DATASET EXTRACT
————

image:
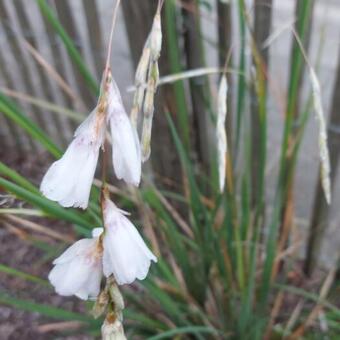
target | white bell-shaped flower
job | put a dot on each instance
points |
(68, 181)
(126, 151)
(78, 271)
(126, 256)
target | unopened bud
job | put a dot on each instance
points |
(146, 138)
(156, 37)
(112, 330)
(116, 296)
(142, 67)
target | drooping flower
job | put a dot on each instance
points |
(126, 152)
(68, 180)
(126, 256)
(78, 271)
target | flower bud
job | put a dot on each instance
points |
(112, 330)
(155, 39)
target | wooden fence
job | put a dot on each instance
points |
(35, 71)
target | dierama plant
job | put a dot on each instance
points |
(116, 251)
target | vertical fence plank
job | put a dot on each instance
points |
(17, 55)
(58, 63)
(262, 26)
(66, 19)
(194, 53)
(14, 137)
(320, 217)
(27, 28)
(95, 35)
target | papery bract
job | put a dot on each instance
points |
(126, 152)
(78, 271)
(68, 180)
(126, 256)
(113, 331)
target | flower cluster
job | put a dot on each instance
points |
(68, 181)
(118, 250)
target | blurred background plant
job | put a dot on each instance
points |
(238, 265)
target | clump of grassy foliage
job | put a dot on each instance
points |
(224, 265)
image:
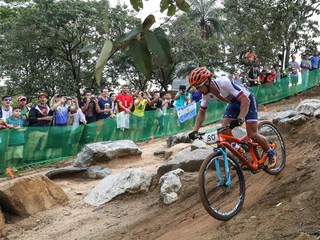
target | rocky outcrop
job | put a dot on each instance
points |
(187, 160)
(129, 181)
(105, 151)
(178, 138)
(170, 186)
(94, 172)
(2, 224)
(28, 195)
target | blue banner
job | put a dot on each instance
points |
(186, 112)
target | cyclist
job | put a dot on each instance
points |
(242, 106)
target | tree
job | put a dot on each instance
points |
(207, 16)
(142, 41)
(42, 51)
(269, 27)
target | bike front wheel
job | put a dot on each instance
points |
(221, 186)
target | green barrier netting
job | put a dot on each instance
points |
(34, 145)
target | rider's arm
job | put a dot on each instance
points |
(200, 118)
(244, 106)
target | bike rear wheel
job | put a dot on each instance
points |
(222, 201)
(274, 137)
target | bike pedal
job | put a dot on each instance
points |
(262, 166)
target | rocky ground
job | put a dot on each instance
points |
(276, 207)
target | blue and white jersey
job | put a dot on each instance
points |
(228, 89)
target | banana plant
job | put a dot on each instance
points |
(141, 41)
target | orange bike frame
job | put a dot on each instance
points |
(224, 141)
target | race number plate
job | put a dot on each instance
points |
(210, 136)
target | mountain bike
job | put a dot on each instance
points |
(221, 183)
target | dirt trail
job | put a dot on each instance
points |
(276, 207)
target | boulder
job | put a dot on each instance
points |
(178, 138)
(31, 194)
(105, 151)
(159, 151)
(2, 224)
(198, 144)
(170, 186)
(284, 115)
(308, 105)
(94, 172)
(187, 160)
(174, 150)
(316, 113)
(129, 181)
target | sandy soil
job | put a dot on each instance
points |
(276, 207)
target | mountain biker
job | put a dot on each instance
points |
(242, 106)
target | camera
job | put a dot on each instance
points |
(182, 88)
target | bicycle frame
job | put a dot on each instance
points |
(225, 140)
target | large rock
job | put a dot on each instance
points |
(170, 186)
(178, 138)
(309, 105)
(284, 115)
(187, 160)
(2, 224)
(105, 151)
(94, 172)
(175, 149)
(129, 181)
(28, 195)
(317, 113)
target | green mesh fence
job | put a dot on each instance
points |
(34, 145)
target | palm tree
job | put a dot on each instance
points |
(207, 15)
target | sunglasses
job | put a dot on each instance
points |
(199, 85)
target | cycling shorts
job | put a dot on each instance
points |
(233, 110)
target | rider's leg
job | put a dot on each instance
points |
(252, 130)
(225, 122)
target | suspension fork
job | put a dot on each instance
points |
(227, 181)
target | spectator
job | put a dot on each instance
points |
(17, 137)
(75, 115)
(40, 114)
(89, 106)
(294, 68)
(277, 69)
(140, 104)
(195, 95)
(243, 79)
(60, 110)
(15, 121)
(253, 75)
(104, 104)
(305, 67)
(182, 97)
(6, 109)
(250, 56)
(124, 100)
(113, 105)
(22, 104)
(315, 60)
(125, 103)
(236, 77)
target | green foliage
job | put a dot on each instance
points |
(141, 56)
(140, 39)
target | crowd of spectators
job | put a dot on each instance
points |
(128, 109)
(275, 75)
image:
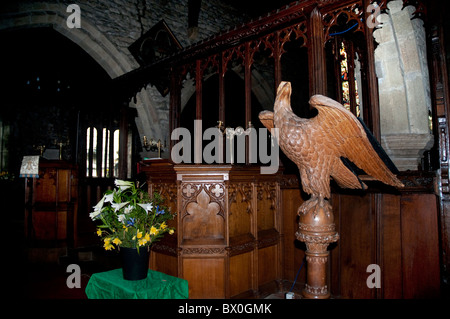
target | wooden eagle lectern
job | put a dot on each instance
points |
(316, 145)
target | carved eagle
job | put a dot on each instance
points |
(316, 145)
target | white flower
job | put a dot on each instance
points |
(97, 209)
(147, 206)
(128, 209)
(118, 206)
(109, 197)
(123, 185)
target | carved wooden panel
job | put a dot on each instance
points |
(267, 203)
(202, 213)
(240, 201)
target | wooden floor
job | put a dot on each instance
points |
(43, 274)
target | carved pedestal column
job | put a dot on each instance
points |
(317, 231)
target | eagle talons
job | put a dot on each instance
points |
(315, 205)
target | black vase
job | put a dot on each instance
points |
(134, 263)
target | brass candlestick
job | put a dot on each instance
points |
(153, 145)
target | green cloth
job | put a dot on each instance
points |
(157, 285)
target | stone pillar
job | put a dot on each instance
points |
(404, 91)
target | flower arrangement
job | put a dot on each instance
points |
(130, 218)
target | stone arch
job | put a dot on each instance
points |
(404, 92)
(94, 43)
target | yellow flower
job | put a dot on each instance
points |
(108, 245)
(142, 241)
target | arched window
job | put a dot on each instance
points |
(102, 152)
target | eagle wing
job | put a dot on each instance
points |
(345, 137)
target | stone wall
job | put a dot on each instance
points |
(404, 89)
(109, 27)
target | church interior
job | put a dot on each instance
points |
(95, 95)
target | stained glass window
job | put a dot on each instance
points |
(345, 81)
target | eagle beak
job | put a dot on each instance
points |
(284, 91)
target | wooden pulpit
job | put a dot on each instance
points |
(228, 228)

————

TASK STATEMENT
Output the material above exactly, without pictures.

REPLY TO THE EXERCISE
image:
target | white bell-shaped flower
job | put a dot on each instance
points |
(68, 181)
(126, 151)
(78, 271)
(126, 256)
target | unopened bud
job | put a dot on each instance
points |
(146, 138)
(156, 37)
(112, 330)
(116, 296)
(142, 67)
target | drooping flower
job | put a dot on each instance
points |
(126, 152)
(68, 180)
(126, 256)
(78, 271)
target | flower bud
job | put a dot on each instance
points |
(112, 330)
(155, 39)
target | wooden fence
job | put a dot on each instance
points |
(35, 71)
target | dierama plant
job | put a dot on each instance
points |
(116, 251)
target | vertical fence plank
job | put a dot on each instance
points |
(17, 55)
(58, 63)
(262, 26)
(66, 19)
(194, 53)
(14, 137)
(320, 217)
(27, 28)
(95, 35)
target | papery bract
job | put a dot on each instance
points |
(126, 152)
(78, 271)
(68, 180)
(126, 256)
(113, 331)
target | flower cluster
job | put a dot on each instance
points |
(68, 181)
(118, 250)
target | blurred background plant
job | put a dot on each instance
points |
(238, 265)
target | clump of grassy foliage
job | put a dot on each instance
points |
(224, 265)
image:
target | rocky outcrop
job | put a dot on each instance
points |
(187, 160)
(129, 181)
(105, 151)
(178, 138)
(170, 186)
(94, 172)
(2, 224)
(28, 195)
target | blue banner
job | put a dot on each instance
points |
(186, 112)
target | cyclist
job | put a dot on each instance
points |
(242, 106)
target | tree
job | put a dot on each instance
points |
(207, 16)
(142, 41)
(42, 51)
(269, 27)
target | bike front wheel
job | put a dot on each instance
points |
(221, 186)
target | green barrier netting
job | put a dot on each instance
points |
(34, 145)
target | rider's arm
job | put a dot on each instance
points |
(200, 118)
(244, 106)
target | bike rear wheel
job | put a dot on each instance
points |
(222, 201)
(274, 137)
target | bike pedal
job | put a dot on each instance
points |
(262, 166)
target | rocky ground
job | put a dot on each instance
points |
(276, 207)
target | blue and white jersey
job | put a dot on each instance
points |
(228, 89)
target | banana plant
job | put a dot on each instance
points |
(141, 41)
target | orange bike frame
job | put a dot on each instance
points |
(224, 141)
target | race number plate
job | put a dot on each instance
points |
(210, 136)
target | mountain bike
job | put a dot on each instance
points |
(221, 183)
target | dirt trail
job | put a dot on each instance
points |
(276, 207)
target | boulder
job | put a dot on each instance
points |
(178, 138)
(31, 194)
(105, 151)
(159, 151)
(2, 224)
(198, 144)
(170, 186)
(284, 115)
(308, 105)
(94, 172)
(187, 160)
(174, 150)
(316, 113)
(129, 181)
target | sandy soil
job | put a dot on each instance
points |
(276, 207)
target | mountain biker
job | put a dot on each instance
points |
(242, 106)
target | camera
job | put a dot on each instance
points |
(182, 88)
target | bicycle frame
job | put a dot on each instance
points |
(225, 140)
target | large rock
job | put a dot on each instance
points |
(170, 186)
(178, 138)
(309, 105)
(284, 115)
(187, 160)
(2, 224)
(105, 151)
(94, 172)
(175, 149)
(129, 181)
(28, 195)
(317, 113)
target | green mesh fence
job | put a dot on each instance
points |
(34, 145)
target | palm tree
job | put a dot on each instance
points |
(207, 15)
target | sunglasses
job | put a dot on each instance
points |
(199, 85)
target | cycling shorts
job | put a dot on each instance
points |
(233, 110)
target | rider's leg
job | put a dot on each instance
points |
(252, 130)
(225, 122)
target | suspension fork
job | put a dot on each instance
points |
(227, 181)
target | spectator
job | put a dot on each instance
points |
(17, 137)
(75, 115)
(40, 114)
(89, 106)
(294, 68)
(277, 69)
(140, 104)
(195, 95)
(243, 79)
(60, 110)
(15, 121)
(253, 75)
(104, 104)
(305, 67)
(182, 97)
(6, 109)
(250, 56)
(124, 100)
(113, 105)
(22, 104)
(315, 60)
(125, 103)
(236, 77)
target | green foliage
job | put a dot on each instance
points |
(141, 56)
(140, 39)
target | crowd of spectators
job | put a dot on each instance
points |
(128, 109)
(275, 75)
image:
target | wooden eagle lectern
job | put a dot on each instance
points |
(316, 145)
target | carved eagle
job | put a dot on each instance
points |
(316, 145)
target | white flower
job | put a dot on each instance
points |
(97, 209)
(147, 206)
(128, 209)
(118, 206)
(109, 197)
(123, 185)
target | carved wooden panel
job | put a dot on each instance
points |
(267, 203)
(202, 213)
(240, 201)
target | wooden floor
job | put a dot on each instance
points |
(43, 274)
target | carved pedestal column
job | put a dot on each instance
points |
(317, 231)
target | eagle talons
job | put a dot on each instance
points |
(315, 205)
target | black vase
job | put a dot on each instance
points |
(134, 263)
target | brass candlestick
job | put a dot on each instance
points |
(153, 145)
target | green cloth
job | put a dot on each instance
points |
(157, 285)
target | stone pillar
job | put a dot on each instance
points |
(404, 91)
target | flower arrangement
job | put a dot on each instance
points |
(130, 218)
target | stone arch
job | put a dot on each instance
points |
(404, 92)
(94, 43)
target | yellow flower
job | put a dot on each instance
points |
(108, 245)
(142, 241)
target | arched window
job | put a dot on each instance
points |
(102, 152)
target | eagle wing
job | put a dot on each instance
points |
(345, 137)
target | stone wall
job | put a dot on each instance
points |
(404, 89)
(109, 27)
target | church interior
job | put a dot on each instance
points |
(95, 95)
target | stained glass window
job | put a dot on each instance
points |
(345, 81)
target | eagle beak
job | put a dot on each instance
points |
(284, 91)
target | wooden pulpit
job | put a dot on each instance
points |
(228, 228)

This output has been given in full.